[EXERCISE DIRECTIONS]: Switch each "patterned" to "printed" in the data, starting at the line that contains "like [254, 30]." and ending at the end of the data. Output those lines again with everything else unchanged.

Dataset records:
....
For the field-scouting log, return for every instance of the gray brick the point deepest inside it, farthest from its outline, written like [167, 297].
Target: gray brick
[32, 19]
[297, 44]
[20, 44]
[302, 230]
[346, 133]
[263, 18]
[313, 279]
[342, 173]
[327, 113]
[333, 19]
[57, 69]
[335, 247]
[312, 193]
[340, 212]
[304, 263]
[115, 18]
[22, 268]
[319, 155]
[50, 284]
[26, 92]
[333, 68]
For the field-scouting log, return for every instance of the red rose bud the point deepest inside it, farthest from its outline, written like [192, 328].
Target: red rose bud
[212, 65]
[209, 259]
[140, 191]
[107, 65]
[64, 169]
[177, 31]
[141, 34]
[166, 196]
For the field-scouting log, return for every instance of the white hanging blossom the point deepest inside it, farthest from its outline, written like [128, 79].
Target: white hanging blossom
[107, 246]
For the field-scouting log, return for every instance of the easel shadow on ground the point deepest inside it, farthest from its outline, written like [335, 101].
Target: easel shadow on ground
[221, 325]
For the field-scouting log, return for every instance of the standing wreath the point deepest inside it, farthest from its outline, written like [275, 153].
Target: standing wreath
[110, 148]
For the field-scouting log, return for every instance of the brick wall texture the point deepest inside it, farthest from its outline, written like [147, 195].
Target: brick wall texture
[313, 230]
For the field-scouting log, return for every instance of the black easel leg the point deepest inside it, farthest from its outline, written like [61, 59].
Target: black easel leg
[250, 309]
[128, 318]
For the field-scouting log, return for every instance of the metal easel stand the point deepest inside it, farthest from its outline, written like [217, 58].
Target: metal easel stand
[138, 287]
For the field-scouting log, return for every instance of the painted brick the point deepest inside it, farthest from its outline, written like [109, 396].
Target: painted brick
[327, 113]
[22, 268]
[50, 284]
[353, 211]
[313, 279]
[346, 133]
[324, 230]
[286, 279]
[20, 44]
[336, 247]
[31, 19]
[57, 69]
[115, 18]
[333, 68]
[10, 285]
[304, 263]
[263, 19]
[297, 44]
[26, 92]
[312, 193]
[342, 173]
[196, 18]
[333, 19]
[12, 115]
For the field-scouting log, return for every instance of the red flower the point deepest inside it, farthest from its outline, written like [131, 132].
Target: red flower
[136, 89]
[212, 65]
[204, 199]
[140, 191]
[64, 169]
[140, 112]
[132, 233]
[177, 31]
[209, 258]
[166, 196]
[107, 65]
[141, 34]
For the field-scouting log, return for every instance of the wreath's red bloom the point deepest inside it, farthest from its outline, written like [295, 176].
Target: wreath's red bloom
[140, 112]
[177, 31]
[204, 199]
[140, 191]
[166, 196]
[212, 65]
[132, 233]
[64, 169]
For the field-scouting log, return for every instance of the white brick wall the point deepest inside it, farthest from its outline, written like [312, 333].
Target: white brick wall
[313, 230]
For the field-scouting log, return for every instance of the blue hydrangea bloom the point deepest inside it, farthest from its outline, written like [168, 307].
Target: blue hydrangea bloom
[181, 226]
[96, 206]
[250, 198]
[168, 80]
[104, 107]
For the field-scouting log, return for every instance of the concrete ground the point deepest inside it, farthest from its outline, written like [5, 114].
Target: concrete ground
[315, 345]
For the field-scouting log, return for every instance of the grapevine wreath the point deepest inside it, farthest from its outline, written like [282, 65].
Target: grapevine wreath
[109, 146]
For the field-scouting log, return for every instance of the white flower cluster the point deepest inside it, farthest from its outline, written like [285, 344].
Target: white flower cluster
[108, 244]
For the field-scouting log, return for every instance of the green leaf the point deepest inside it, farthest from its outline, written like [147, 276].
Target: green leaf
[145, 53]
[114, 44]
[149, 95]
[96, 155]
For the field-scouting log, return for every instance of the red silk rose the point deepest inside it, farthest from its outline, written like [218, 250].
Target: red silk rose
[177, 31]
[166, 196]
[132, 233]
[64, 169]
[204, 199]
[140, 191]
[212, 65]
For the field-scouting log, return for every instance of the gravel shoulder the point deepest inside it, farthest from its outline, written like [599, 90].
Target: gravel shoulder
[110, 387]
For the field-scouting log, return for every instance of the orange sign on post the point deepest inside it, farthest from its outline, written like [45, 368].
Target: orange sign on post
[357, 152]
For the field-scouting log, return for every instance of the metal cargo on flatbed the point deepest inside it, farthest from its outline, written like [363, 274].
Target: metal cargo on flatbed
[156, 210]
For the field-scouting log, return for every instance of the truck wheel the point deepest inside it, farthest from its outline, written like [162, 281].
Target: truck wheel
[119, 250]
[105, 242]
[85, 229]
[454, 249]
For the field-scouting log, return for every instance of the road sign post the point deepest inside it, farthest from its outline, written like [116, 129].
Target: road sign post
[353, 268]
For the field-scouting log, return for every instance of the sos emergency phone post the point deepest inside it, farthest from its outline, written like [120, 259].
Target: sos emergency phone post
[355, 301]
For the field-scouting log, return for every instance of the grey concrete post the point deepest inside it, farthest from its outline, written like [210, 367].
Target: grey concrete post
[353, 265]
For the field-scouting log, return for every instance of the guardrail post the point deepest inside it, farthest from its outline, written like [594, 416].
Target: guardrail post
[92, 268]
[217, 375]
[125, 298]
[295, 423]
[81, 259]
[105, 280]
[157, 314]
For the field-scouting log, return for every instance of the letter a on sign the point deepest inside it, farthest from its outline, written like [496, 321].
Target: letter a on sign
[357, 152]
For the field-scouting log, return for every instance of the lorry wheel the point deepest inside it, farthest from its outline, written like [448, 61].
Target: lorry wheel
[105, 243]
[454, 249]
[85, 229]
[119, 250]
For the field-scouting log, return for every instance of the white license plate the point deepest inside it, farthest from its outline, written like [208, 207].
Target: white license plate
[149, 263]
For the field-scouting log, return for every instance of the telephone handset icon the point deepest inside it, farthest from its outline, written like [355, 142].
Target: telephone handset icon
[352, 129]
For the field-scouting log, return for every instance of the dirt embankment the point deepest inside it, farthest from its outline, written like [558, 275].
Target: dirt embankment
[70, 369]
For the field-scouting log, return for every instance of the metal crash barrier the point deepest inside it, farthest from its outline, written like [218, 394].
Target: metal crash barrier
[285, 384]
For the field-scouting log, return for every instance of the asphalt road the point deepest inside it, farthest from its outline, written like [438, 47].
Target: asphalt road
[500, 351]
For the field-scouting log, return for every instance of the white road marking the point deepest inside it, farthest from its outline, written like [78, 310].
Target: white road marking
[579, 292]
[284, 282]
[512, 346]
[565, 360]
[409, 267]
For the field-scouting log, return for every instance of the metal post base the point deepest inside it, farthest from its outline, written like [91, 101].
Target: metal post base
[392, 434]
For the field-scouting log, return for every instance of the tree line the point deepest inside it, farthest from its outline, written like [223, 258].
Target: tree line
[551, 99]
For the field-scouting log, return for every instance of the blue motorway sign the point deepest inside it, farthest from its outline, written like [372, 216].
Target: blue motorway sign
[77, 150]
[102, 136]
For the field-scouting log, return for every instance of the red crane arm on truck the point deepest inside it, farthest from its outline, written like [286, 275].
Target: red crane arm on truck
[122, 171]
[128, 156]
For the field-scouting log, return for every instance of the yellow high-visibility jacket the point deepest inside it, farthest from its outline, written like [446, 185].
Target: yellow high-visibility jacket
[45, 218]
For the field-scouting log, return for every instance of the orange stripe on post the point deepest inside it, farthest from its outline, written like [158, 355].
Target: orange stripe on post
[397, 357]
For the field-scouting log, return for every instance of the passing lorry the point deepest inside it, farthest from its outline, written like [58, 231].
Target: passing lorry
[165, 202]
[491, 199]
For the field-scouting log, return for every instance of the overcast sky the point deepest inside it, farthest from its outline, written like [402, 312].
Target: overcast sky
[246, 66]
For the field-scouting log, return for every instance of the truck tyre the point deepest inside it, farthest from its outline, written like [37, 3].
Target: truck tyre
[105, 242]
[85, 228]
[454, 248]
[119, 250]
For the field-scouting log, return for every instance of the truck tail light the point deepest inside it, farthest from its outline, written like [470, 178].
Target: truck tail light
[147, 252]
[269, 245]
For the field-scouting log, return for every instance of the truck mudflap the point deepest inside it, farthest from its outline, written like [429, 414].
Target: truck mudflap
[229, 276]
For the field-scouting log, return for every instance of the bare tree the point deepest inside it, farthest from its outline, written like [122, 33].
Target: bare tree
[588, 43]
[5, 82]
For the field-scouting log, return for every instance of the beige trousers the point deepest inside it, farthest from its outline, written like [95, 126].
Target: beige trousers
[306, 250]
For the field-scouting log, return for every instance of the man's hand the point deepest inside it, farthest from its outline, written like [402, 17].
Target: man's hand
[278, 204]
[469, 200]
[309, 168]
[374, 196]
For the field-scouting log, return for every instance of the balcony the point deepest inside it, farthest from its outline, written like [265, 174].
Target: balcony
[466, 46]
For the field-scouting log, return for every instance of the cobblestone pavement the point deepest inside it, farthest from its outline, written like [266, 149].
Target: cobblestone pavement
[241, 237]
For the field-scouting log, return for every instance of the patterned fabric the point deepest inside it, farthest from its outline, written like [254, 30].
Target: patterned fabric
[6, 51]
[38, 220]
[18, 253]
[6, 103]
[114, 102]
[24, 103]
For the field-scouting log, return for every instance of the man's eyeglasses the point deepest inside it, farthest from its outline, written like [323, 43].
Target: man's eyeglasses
....
[RESULT FOR THIS EXERCISE]:
For the field-scouting log, return for every instance of the printed fabric the point deepest inside it, farthest from its outline, written like [254, 30].
Target: printed fabric
[6, 51]
[38, 220]
[18, 253]
[6, 103]
[114, 102]
[24, 103]
For the field-scouting log, return for every instance of the man's eyeglasses the point deepest inside it, farthest from its outline, written like [323, 43].
Target: man's eyeglasses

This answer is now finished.